#### YOUR OBJECTIVE
Format the records as a two-column CSV with the headers text and answer, one row per record, starting at the line that contains "phrase -- black suv" and ending at the last of the records. Put each field in quotation marks and replace its line breaks with spaces.

==== RECORD SET ====

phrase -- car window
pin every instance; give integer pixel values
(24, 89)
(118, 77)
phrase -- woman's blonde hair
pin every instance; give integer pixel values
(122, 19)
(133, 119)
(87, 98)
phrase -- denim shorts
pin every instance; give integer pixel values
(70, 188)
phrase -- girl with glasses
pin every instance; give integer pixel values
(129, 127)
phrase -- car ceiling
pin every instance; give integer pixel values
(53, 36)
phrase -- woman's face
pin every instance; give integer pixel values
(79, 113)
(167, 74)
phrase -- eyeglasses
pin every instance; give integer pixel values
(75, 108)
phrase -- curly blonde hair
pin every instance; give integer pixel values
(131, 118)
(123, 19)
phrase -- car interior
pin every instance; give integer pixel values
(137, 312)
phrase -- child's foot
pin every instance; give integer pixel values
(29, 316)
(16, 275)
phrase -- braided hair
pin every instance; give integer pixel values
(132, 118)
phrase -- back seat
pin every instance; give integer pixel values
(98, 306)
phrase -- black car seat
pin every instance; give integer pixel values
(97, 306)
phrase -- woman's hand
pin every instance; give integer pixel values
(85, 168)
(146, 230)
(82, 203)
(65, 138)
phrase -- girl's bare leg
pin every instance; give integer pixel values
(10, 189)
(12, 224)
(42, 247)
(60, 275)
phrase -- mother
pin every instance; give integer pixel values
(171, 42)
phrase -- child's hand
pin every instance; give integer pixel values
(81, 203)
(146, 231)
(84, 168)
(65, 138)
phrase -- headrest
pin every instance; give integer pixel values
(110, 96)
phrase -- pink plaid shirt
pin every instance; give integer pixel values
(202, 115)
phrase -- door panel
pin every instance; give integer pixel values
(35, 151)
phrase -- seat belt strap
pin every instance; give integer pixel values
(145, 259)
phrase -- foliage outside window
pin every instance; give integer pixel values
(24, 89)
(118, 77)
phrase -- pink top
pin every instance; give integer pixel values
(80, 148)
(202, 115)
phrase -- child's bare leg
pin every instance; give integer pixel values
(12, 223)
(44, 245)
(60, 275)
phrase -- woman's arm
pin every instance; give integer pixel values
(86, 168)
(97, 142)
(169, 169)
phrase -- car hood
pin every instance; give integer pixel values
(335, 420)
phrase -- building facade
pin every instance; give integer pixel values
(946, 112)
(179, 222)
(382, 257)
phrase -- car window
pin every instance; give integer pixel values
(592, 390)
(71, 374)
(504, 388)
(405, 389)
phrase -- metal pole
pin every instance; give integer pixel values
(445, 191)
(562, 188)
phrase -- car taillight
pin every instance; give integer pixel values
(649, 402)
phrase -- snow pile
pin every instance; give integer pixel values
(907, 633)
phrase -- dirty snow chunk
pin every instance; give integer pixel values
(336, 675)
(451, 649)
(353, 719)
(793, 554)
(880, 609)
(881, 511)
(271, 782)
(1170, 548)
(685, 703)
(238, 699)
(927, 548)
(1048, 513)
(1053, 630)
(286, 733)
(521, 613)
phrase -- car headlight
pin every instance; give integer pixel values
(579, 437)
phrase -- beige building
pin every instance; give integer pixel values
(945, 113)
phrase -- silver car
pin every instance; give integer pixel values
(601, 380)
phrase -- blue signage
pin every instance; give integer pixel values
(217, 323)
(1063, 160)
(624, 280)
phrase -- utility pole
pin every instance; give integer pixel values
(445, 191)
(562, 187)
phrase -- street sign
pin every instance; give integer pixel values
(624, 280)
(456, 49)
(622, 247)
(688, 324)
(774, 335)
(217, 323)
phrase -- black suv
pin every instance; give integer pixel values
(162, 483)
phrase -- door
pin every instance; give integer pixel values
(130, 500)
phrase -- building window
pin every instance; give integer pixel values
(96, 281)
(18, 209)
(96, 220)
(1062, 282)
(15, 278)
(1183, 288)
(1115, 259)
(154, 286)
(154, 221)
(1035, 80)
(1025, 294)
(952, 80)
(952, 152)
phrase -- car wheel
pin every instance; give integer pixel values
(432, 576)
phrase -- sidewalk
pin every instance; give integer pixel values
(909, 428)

====

#### RESULT OF THE EXERCISE
text,answer
"phrase -- black suv pin every instance; give integer pixel values","(162, 483)"
"phrase -- door pin every instance; give integer pixel values","(130, 500)"
"phrase -- building window pin every instance; give integer pixel values","(96, 281) (18, 209) (96, 220) (1062, 282) (15, 278) (1183, 288) (1115, 259) (154, 286) (154, 221) (1035, 80) (1025, 294) (952, 80) (952, 152)"
"phrase -- car wheel pin every instance; give integer pixel values","(432, 576)"
"phrase -- sidewalk pin every instance; give integer pixel values","(909, 428)"